[Contour labeling entries]
★ ★ ★ ★ ★ ★ ★
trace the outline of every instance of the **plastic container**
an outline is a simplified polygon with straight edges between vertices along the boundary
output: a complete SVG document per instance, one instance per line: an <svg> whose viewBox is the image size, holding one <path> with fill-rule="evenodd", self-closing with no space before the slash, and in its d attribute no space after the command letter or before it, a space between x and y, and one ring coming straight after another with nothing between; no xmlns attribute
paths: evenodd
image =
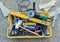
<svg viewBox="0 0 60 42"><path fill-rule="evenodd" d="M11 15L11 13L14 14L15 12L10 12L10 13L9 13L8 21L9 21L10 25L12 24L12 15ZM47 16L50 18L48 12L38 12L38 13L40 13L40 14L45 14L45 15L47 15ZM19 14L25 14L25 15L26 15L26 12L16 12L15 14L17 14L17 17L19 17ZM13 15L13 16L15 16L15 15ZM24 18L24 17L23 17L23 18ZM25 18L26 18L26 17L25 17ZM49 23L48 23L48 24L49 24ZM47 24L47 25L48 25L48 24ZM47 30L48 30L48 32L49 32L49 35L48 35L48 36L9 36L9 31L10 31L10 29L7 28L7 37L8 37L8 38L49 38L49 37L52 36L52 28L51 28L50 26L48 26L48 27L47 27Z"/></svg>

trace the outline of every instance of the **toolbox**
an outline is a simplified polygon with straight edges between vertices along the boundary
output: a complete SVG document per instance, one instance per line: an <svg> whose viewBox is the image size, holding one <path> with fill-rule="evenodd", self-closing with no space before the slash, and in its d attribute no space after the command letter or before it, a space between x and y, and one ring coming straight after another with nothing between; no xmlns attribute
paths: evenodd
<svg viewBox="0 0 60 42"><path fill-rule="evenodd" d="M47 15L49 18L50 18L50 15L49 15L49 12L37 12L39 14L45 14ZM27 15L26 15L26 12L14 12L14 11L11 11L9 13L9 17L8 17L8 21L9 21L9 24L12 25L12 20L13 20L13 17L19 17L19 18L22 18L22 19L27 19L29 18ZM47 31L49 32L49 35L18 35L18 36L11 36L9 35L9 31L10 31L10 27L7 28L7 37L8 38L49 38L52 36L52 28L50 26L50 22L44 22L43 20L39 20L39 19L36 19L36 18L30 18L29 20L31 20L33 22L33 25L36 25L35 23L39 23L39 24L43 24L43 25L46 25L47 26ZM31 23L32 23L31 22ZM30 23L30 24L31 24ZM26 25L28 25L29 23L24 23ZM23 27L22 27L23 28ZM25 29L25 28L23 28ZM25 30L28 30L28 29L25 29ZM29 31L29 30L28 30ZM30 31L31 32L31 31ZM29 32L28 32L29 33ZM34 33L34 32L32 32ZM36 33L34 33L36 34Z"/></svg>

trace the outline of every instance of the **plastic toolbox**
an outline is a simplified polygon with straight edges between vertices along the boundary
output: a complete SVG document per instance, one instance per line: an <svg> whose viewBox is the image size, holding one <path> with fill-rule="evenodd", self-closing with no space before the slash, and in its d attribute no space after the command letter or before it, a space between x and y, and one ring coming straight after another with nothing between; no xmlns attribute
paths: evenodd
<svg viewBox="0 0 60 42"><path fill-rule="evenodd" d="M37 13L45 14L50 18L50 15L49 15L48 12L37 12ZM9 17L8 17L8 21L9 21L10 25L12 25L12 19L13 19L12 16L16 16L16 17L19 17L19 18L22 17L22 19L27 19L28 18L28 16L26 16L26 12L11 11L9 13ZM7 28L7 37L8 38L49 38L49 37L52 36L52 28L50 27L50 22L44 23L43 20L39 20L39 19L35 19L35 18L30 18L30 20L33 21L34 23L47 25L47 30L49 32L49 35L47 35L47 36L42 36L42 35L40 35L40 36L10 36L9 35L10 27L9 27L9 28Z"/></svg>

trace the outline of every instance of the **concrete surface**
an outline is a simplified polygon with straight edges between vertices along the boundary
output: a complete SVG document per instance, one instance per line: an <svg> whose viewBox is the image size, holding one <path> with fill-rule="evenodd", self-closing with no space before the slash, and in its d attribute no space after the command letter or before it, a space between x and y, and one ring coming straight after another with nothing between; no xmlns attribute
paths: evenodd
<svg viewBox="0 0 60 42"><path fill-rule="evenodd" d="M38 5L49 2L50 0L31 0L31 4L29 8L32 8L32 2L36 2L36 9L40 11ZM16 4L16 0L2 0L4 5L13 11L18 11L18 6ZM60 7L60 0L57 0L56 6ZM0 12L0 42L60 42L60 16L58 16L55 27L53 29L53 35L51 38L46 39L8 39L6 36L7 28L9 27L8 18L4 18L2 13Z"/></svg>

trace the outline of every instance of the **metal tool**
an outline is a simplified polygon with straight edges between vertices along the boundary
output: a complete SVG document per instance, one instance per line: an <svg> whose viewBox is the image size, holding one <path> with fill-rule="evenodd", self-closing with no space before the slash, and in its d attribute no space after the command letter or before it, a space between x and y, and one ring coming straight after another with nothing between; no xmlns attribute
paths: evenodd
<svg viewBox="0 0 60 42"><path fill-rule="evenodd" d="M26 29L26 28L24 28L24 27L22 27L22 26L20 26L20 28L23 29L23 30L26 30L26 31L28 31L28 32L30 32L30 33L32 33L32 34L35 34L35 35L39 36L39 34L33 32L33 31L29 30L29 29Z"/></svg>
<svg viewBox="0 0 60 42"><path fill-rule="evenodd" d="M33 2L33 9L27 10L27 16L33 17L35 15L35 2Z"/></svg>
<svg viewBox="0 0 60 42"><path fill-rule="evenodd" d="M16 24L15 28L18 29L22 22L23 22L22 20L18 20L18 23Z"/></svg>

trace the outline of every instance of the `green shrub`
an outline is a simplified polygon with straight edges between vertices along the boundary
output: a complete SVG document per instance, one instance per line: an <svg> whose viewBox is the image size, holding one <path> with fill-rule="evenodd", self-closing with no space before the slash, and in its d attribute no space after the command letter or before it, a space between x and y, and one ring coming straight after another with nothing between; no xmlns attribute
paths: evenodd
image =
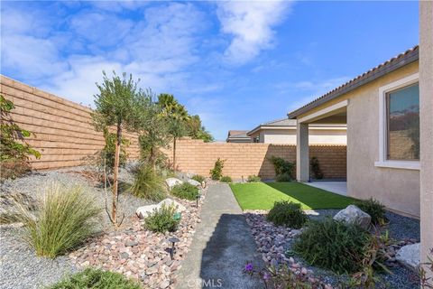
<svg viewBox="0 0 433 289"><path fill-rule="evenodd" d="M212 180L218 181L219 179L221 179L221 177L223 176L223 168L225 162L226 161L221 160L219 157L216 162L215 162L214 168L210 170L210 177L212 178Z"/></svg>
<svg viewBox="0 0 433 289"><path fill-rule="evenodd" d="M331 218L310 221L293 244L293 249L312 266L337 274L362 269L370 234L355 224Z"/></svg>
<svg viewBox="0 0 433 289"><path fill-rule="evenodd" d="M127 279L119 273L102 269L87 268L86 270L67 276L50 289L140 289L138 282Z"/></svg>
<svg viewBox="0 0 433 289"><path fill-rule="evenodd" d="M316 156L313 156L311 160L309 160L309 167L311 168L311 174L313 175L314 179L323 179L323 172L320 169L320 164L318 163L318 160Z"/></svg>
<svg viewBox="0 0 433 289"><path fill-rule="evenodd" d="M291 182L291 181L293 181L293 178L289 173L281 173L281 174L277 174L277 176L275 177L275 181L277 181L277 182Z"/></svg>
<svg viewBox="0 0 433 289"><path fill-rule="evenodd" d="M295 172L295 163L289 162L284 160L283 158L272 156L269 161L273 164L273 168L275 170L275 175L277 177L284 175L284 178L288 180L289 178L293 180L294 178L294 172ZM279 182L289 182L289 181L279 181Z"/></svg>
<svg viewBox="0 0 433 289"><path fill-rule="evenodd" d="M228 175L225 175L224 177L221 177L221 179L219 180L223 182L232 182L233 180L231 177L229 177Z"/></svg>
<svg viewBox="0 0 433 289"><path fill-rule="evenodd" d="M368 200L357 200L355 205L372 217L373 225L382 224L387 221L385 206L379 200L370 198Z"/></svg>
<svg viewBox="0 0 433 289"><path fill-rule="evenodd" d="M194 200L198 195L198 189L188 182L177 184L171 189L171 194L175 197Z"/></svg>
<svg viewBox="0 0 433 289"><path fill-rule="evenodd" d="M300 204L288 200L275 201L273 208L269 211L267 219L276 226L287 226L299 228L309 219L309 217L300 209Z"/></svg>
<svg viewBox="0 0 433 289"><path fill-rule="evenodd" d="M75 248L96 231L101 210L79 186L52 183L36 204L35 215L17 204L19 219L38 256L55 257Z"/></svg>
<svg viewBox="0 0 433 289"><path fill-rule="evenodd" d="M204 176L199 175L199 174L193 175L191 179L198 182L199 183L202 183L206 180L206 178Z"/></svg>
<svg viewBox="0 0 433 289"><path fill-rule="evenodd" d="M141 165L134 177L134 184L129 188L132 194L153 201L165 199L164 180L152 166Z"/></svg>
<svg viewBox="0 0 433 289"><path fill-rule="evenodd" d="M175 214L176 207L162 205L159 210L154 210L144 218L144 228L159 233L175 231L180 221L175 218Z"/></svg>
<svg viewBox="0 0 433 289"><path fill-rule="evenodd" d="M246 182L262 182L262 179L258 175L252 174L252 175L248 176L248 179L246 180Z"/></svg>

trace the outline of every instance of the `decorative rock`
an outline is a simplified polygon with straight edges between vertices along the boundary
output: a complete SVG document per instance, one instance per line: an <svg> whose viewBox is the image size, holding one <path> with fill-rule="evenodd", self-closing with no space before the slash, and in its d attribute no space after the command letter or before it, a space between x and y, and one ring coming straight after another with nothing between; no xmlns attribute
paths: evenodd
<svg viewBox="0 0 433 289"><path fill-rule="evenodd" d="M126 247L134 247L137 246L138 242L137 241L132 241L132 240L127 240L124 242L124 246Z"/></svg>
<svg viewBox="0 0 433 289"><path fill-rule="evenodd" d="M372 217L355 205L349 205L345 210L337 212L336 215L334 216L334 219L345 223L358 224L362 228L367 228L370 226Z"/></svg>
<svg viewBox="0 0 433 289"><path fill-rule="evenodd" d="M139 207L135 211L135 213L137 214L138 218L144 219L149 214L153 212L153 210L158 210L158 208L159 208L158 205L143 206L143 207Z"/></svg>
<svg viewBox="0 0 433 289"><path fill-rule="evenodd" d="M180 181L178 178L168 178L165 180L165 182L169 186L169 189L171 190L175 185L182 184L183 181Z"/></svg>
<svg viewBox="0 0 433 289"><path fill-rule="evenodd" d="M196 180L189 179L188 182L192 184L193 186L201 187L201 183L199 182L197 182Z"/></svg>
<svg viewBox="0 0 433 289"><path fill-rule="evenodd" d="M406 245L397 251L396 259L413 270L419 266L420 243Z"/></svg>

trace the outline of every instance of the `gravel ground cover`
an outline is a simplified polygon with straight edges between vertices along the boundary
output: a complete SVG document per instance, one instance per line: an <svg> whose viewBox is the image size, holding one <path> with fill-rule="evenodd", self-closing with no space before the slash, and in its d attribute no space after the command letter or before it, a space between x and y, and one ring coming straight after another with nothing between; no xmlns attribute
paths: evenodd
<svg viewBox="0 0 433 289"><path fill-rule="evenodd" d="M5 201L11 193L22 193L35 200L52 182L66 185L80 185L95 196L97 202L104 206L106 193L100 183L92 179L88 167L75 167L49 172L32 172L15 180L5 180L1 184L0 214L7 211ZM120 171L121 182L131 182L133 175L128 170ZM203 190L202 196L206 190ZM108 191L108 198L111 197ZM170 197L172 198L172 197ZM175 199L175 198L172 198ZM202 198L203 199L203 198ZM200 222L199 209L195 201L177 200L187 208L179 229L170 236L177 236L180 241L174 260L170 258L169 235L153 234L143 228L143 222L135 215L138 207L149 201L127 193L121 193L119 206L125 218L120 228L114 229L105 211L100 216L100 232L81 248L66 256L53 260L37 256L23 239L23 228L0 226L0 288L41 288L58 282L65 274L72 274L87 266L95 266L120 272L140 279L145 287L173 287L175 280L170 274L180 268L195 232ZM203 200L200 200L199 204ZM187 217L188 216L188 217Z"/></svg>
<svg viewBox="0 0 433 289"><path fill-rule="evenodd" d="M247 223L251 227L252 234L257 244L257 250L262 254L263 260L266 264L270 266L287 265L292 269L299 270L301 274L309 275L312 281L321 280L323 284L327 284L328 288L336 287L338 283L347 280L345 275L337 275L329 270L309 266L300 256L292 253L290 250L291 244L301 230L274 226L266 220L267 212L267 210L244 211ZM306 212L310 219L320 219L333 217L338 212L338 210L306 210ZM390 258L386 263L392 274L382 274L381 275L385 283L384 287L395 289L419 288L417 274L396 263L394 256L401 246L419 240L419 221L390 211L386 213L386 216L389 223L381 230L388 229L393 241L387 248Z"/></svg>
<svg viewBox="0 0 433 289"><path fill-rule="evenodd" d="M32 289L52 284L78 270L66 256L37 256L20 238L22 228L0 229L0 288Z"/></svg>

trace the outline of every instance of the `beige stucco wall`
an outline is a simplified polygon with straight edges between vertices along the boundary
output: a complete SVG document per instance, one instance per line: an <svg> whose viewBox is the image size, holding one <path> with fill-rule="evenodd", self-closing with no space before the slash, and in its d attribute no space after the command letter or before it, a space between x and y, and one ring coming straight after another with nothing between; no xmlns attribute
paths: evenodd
★ ★ ★ ★ ★ ★ ★
▶ **WORK REQUIRED**: Reproduce the records word for word, beginning at their first line and stopping after the line that contains "15L11 13L14 14L15". Leave the pictures out of your answer.

▶ **COMPLETED TASK**:
trace the outline of every instance of the **plastic container**
an outline is a simplified polygon with straight edges between vertices along the boundary
output: a complete SVG document per instance, one instance per line: an <svg> whose viewBox is the image size, holding one <path> with fill-rule="evenodd", self-closing with no space before the slash, and in its d attribute no space after the command letter or before it, a space between x and y, and one ring coming straight after another with nothing between; no xmlns attribute
paths: evenodd
image =
<svg viewBox="0 0 60 42"><path fill-rule="evenodd" d="M11 15L11 13L14 14L15 12L10 12L10 13L9 13L8 21L9 21L10 25L12 24L12 15ZM47 16L50 18L48 12L38 12L38 13L40 13L40 14L45 14L45 15L47 15ZM19 14L25 14L25 15L26 15L26 12L16 12L15 14L17 14L17 17L19 17ZM13 15L13 16L15 16L15 15ZM24 18L24 17L23 17L23 18ZM25 18L26 18L26 17L25 17ZM49 23L48 23L48 24L49 24ZM47 24L47 25L48 25L48 24ZM47 30L48 30L48 32L49 32L49 35L48 35L48 36L9 36L9 31L10 31L10 29L7 28L7 37L8 37L8 38L49 38L49 37L52 36L52 28L51 28L50 26L48 26L48 27L47 27Z"/></svg>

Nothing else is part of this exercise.